## Your task
Write out every one of the lines below word for word, in the same order.

## Source material
---

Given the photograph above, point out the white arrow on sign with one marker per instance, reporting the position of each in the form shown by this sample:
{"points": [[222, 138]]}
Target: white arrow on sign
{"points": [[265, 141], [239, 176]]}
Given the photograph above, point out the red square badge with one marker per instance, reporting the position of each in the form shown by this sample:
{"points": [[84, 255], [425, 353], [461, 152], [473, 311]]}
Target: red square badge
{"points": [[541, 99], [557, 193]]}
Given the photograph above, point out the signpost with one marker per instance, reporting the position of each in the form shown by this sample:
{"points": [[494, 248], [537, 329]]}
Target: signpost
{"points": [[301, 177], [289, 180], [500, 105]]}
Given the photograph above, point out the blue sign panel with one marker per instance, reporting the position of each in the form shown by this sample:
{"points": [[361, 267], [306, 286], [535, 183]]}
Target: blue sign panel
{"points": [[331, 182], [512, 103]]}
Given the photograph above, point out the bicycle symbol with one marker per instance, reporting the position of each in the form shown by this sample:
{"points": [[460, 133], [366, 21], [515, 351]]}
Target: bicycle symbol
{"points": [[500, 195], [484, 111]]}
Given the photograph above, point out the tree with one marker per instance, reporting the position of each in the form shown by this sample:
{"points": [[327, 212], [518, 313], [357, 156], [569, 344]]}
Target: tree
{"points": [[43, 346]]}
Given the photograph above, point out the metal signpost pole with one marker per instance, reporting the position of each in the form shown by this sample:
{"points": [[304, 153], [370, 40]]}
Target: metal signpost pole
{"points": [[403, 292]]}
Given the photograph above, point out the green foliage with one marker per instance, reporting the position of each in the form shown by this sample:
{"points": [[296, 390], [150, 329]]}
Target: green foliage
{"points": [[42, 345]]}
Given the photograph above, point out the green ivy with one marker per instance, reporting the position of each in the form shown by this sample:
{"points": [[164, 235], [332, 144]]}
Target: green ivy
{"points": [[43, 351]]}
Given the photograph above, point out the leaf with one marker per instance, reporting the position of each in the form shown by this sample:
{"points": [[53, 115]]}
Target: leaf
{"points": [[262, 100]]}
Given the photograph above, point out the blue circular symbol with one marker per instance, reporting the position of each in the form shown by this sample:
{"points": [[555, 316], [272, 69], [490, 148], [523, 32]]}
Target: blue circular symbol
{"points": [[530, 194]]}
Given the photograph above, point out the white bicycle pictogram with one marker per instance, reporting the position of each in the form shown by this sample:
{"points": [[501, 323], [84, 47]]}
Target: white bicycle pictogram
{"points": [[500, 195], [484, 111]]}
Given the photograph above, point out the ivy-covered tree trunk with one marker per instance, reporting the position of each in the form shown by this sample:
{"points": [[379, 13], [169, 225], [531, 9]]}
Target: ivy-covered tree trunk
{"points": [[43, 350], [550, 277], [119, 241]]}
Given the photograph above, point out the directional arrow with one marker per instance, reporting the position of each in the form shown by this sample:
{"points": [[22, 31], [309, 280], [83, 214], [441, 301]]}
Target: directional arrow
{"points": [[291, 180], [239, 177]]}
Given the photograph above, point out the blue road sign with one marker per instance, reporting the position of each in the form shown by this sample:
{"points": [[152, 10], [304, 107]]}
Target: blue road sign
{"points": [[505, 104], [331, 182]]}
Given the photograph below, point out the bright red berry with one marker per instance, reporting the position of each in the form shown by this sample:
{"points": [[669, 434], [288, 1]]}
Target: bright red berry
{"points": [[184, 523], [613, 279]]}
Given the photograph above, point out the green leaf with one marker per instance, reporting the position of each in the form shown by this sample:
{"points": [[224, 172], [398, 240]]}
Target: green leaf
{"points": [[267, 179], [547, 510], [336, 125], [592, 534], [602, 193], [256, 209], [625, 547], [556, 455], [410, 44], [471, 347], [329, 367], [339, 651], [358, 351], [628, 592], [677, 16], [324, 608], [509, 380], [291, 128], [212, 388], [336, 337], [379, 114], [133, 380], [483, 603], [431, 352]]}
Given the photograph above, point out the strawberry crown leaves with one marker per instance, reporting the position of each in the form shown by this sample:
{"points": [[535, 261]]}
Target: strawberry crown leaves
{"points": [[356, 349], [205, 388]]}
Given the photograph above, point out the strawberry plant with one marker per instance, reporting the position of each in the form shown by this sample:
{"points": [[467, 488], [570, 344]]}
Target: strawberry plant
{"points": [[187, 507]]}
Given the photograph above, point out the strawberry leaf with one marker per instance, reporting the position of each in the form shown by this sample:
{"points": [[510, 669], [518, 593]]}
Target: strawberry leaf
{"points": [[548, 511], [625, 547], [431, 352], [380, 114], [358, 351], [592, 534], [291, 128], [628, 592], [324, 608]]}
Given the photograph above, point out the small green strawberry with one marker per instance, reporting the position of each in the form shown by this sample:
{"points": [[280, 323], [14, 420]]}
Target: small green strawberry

---

## Answer to the exercise
Given the photograph above, point out the white arrow on sign with one marker per instance, reporting the position of each in the form shown by this sample:
{"points": [[222, 138]]}
Target: white arrow on sign
{"points": [[265, 141], [239, 176]]}
Given the photograph above, point out the red square badge with one marker per instance, reporting the position of each in the form shown by this sample:
{"points": [[84, 255], [425, 353], [461, 152], [473, 311]]}
Target: red square badge
{"points": [[541, 99], [557, 193]]}
Given the photograph above, point out the signpost with one marker per instance, reporting the position of each in the form shown by this sample:
{"points": [[494, 248], [537, 329]]}
Target: signpost
{"points": [[301, 177], [289, 180], [500, 105]]}
Given the photograph above, point out the blue sign panel with one marker per instance, reporting the position of each in the form shown by this sample:
{"points": [[361, 267], [306, 286], [535, 183]]}
Target: blue sign panel
{"points": [[331, 182], [512, 103]]}
Given the photograph above, point out the bicycle symbol with one marker per instance, reporting the position of each in the form shown by this sample:
{"points": [[460, 133], [366, 21], [515, 351]]}
Target: bicycle symbol
{"points": [[500, 195], [484, 111]]}
Given the photograph above, point out the tree with one marker per instance, reporting the position of each in the form shown by this sample:
{"points": [[327, 212], [518, 313], [357, 156], [569, 344]]}
Target: tree
{"points": [[43, 346]]}
Given the photograph above, point out the metal signpost pole with one marker per instance, reporting the position of each in the form shown by this sample:
{"points": [[304, 153], [370, 40]]}
Target: metal signpost pole
{"points": [[403, 292]]}
Given the photograph above, point out the green foliage with one marker per instance, reporting the position of each in the form shown by this sample:
{"points": [[296, 390], [150, 329]]}
Target: green foliage
{"points": [[42, 345]]}
Given the photograph above, point out the green ivy with one marker per instance, reporting the position of each in the form shown by this sample:
{"points": [[164, 235], [332, 144]]}
Target: green ivy
{"points": [[43, 351]]}
Given the photograph above, point out the leaf with one marker per instance, reporting the position of each in the form shown by this sample:
{"points": [[53, 115]]}
Target: leaf
{"points": [[262, 100]]}
Given the photograph above, point out the blue circular symbol with one marker per instance, reporting the position of each in the form shown by this sample:
{"points": [[555, 316], [272, 69], [490, 148], [523, 32]]}
Target: blue circular symbol
{"points": [[530, 194]]}
Given the photograph above, point out the white bicycle pictogram with one marker per instance, reporting the position of each in the form shown by this sample:
{"points": [[501, 323], [84, 47]]}
Target: white bicycle pictogram
{"points": [[500, 195], [484, 111]]}
Given the photograph above, point out the ivy-covered tree trunk with one marker per instance, reporting the position of each in the form shown by this sample:
{"points": [[379, 13], [169, 225], [531, 9]]}
Target: ivy-covered tree trunk
{"points": [[43, 350], [550, 277], [119, 241]]}
Given the photograph above, point out the directional arrow with one marker per instance, reporting the position of each in the form shown by this sample:
{"points": [[22, 31], [309, 280], [83, 214], [441, 301]]}
Target: directional arrow
{"points": [[291, 180], [239, 177]]}
Given the photograph above, point out the blue road sign with one marker per instance, reporting the position of each in the form shown by this sample:
{"points": [[152, 10], [304, 107]]}
Target: blue road sign
{"points": [[505, 104], [331, 182]]}
Given the photograph below, point out the bright red berry with one marker per instance, reporting the position of each in the form shown by this sample:
{"points": [[669, 434], [288, 1]]}
Target: bright red berry
{"points": [[184, 523], [613, 279]]}
Given the photograph above, point out the green leaf with one marker per instance, reporting the position of each in the form shown by this sample:
{"points": [[224, 172], [398, 240]]}
Target: green leaf
{"points": [[267, 179], [547, 510], [336, 125], [592, 534], [602, 193], [256, 209], [625, 547], [556, 455], [410, 44], [471, 347], [329, 367], [339, 651], [358, 351], [628, 592], [677, 16], [324, 608], [509, 380], [291, 128], [212, 388], [336, 337], [379, 114], [133, 380], [483, 603], [431, 352]]}
Given the photograph above, point out the strawberry crown leaves with one marker per instance, reporting the position of each in the form shown by this sample:
{"points": [[535, 261]]}
Target: strawberry crown leaves
{"points": [[356, 349], [205, 388]]}
Given the photograph above, point out the strawberry plant with one marker per instance, reporting the position of each in the form shown by this sample:
{"points": [[467, 488], [570, 344]]}
Target: strawberry plant
{"points": [[187, 507]]}
Given the photograph above, point out the strawberry leaf with one marker per instance, reporting the position of each in the form shown by this sample:
{"points": [[510, 669], [518, 593]]}
Target: strawberry leaf
{"points": [[548, 511], [625, 547], [431, 352], [380, 114], [358, 351], [592, 534], [291, 128], [628, 592], [324, 608]]}
Given the photograph above, point out the small green strawberry with one marker per instance, reporting the position of each in the form shown by this sample:
{"points": [[280, 323], [14, 420]]}
Target: small green strawberry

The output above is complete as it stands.